# EXCERPT PROVIDED
# # # #

Savant Preview Review:
BLUE VELVET


Blue Velvet
MGM Home Entertainment
1986 / Color / 2:35 (16:9) / Dolby Digital English and French Stereo Surround
Starring Isabella Rossellini, Kyle MacLachlan, Dennis Hopper, Laura Dern, Hope Lange, Dean Stockwell, George Dickerson, Priscilla Pointer, Jack Harvey, Frances Bay, Ken Stovitz, Brad Dourif, Jack Nance
Cinematography Frederick Elmes
Production Designer Patricia Norris
Film Editor Duwayne Dunham
Sound Designer Alan Splet
Original Music Angelo Badalamenti
Produced by Fred Caruso and Richard A. Roth
Written and Directed by David Lynch

Reviewed by Glenn Erickson


Now it is finally possible to see Blue Velvet on DVD the way it should be seen. It's a stunning film, perhaps David Lynch's best. Other filmmakers have imitated Lynch's disturbing mix of Americana and unspeakable evil, but the Lynch World remains compelling because of its truly artistic attitude. Even his maligned blockbuster Dune is an artistic triumph on the personal level. Blue Velvet, with its name cast and genre roots, is still the work of an experimental filmmaker.

Synopsis:

College comes to an abrupt halt for Jeffrey Beaumont (Kyle MacLachlan) when his father suffers a heart attack, and he returns to his hometown of Lumberton. After finding a severed ear in a vacant lot and being warned not to be curious by Detective Williams (George Dickerson), he nevertheless investigates on his own, with the help of Williams' daughter Sandy (Laura Dern). Jeffrey sneaks into the apartment of sultry singer Dorothy Vallens (Isabella Rossellini), and opens the lid of a horrible underworld of human evil. Soon he is shadowing the verminous Frank (Dennis Hopper). The extremes of vice and cruelty he witnesses from afar become an addiction - and he gets himself personally involved with the traumatically disturbed Dorothy. Then Jeffrey falls into the clutches of the murderous Frank, and must pay for his curiosity with a harrowing ordeal ...

# # # #

# DIRECTIONS
In the Blue Velvet review, what hometown does Jeffrey Beaumont return to after his father's heart attack?

# # # #

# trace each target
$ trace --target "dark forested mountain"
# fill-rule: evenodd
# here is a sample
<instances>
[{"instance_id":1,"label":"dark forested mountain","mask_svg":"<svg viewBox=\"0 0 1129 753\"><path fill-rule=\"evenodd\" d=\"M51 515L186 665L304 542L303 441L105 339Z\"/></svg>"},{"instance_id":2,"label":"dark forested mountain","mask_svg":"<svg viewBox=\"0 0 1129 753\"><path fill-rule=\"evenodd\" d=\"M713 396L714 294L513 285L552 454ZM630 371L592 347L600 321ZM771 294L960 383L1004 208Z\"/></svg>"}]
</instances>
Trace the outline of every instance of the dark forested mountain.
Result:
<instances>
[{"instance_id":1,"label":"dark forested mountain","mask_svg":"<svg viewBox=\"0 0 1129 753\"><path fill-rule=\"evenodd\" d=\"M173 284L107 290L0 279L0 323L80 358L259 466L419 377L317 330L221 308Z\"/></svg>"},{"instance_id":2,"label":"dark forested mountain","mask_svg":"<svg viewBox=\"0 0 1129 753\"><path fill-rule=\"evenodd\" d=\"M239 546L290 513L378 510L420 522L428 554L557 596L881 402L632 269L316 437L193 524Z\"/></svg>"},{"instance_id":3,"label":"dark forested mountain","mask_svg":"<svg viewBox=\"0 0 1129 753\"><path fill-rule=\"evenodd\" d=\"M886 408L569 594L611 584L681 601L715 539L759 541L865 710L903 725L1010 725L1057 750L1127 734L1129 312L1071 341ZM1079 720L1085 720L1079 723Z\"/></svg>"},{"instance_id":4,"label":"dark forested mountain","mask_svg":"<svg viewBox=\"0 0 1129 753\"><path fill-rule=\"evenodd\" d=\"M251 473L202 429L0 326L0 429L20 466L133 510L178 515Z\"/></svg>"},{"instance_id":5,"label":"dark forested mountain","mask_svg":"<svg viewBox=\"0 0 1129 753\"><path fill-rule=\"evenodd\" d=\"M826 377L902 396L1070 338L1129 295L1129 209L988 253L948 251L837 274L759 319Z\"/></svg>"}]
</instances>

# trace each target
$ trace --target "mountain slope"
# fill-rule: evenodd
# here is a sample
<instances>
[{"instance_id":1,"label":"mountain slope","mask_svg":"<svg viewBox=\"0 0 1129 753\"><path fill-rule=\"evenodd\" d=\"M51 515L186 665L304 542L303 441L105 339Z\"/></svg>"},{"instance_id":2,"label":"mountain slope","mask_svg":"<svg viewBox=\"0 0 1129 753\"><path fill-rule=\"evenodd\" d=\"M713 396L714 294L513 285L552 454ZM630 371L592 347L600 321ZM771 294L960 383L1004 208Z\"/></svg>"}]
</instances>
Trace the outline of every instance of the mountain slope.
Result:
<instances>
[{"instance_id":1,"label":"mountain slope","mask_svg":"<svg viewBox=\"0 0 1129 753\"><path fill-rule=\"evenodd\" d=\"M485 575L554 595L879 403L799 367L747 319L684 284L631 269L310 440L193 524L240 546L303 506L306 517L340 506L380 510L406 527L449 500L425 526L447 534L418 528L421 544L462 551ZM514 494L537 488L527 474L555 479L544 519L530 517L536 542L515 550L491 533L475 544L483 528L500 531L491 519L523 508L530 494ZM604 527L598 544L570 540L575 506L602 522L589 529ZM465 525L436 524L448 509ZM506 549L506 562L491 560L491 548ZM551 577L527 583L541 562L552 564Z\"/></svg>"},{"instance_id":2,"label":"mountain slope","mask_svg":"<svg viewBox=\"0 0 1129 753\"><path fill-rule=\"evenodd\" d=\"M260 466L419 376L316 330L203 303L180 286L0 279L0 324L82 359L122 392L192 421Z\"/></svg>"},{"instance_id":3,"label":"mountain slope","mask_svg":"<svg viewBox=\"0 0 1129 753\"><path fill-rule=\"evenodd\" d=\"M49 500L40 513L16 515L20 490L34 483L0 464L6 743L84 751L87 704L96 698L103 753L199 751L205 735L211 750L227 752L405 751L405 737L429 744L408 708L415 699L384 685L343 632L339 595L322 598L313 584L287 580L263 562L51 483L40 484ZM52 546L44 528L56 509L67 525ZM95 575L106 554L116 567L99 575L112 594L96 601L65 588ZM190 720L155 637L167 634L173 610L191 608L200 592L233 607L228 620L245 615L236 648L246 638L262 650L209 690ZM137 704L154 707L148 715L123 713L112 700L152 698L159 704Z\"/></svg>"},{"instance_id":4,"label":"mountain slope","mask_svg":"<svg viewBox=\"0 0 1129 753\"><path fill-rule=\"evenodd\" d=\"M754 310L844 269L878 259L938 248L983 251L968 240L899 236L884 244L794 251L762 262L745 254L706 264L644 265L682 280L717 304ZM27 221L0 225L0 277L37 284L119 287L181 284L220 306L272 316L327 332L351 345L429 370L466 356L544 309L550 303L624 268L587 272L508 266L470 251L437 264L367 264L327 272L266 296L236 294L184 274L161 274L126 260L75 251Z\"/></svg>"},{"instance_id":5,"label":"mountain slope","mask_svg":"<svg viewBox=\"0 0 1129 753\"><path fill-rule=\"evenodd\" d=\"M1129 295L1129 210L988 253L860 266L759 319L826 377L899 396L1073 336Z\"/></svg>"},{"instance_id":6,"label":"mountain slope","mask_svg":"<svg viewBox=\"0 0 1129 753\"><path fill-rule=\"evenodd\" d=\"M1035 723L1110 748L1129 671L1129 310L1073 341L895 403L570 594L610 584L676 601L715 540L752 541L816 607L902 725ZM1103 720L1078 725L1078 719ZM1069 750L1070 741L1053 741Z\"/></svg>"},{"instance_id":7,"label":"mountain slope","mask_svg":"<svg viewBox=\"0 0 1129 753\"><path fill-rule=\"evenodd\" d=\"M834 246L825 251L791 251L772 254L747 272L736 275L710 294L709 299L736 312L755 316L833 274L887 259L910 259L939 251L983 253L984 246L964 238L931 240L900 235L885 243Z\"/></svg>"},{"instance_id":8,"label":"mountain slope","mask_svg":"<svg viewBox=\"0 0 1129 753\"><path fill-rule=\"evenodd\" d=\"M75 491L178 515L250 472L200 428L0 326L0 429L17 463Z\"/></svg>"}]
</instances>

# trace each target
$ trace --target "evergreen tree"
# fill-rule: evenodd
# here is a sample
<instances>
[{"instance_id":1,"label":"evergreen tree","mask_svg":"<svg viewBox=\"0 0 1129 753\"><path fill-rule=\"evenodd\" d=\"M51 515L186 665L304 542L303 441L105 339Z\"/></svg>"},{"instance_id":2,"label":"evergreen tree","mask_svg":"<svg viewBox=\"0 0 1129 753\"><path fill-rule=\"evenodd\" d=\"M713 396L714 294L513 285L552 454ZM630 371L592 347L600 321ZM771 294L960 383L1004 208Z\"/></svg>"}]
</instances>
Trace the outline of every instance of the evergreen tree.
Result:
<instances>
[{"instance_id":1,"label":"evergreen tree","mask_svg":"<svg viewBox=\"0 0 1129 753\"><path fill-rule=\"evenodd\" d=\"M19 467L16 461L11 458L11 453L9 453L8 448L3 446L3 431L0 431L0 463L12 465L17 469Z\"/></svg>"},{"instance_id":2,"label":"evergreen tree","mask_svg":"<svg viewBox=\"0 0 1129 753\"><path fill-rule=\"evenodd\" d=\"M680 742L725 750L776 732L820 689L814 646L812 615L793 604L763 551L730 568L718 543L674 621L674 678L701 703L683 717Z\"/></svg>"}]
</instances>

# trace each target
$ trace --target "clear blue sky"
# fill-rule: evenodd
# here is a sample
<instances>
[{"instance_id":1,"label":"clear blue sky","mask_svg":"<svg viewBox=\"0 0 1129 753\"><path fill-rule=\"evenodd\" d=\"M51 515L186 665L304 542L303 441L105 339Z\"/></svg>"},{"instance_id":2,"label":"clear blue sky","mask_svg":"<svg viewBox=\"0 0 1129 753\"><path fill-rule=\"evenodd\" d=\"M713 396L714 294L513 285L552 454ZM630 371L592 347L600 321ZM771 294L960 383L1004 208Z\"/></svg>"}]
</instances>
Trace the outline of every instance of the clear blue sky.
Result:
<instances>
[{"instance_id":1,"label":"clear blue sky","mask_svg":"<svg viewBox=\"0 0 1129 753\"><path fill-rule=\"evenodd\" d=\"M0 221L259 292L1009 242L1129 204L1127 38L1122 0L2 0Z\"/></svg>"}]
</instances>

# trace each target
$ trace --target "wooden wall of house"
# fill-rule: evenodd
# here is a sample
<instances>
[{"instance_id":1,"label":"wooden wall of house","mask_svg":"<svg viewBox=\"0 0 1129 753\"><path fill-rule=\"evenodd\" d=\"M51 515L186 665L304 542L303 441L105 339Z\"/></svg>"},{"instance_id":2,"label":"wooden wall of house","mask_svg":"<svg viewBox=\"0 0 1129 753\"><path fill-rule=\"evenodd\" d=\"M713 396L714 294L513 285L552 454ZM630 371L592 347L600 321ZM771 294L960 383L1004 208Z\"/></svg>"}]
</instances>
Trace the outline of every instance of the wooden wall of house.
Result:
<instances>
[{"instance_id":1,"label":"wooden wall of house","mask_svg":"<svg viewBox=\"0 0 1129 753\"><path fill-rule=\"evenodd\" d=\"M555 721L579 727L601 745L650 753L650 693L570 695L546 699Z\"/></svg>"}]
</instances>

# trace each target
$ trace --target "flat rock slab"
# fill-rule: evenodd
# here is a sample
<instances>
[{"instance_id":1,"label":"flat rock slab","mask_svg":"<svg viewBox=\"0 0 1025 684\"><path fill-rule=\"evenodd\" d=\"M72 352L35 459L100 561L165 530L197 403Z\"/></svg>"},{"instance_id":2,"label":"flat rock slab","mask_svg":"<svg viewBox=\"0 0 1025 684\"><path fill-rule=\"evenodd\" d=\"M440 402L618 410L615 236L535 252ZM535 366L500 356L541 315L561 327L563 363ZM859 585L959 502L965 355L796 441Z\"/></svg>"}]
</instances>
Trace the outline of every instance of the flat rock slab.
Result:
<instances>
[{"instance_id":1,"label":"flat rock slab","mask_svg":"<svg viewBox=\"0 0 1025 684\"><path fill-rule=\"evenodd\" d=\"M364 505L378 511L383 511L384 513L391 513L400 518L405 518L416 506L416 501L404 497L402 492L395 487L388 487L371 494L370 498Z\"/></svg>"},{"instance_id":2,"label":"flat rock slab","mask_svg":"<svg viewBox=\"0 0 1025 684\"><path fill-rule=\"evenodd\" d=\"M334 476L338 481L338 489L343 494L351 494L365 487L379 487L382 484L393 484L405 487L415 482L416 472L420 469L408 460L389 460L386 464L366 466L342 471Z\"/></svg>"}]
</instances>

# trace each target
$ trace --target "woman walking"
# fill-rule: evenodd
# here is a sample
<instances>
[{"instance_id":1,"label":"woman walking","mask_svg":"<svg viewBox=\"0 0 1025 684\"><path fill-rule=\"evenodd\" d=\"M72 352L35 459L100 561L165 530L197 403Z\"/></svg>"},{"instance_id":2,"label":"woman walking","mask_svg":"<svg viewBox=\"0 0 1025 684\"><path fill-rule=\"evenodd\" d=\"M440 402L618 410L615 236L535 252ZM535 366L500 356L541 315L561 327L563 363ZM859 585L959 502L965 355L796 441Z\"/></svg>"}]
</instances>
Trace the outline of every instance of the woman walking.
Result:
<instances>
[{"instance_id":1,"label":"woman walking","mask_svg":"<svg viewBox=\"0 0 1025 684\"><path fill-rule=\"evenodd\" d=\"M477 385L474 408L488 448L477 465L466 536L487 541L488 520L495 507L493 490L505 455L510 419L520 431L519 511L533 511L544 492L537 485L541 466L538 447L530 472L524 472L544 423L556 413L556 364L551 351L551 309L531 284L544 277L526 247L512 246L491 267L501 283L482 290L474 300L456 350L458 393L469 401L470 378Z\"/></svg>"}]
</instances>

# # # #

# CORRECT OUTPUT
Lumberton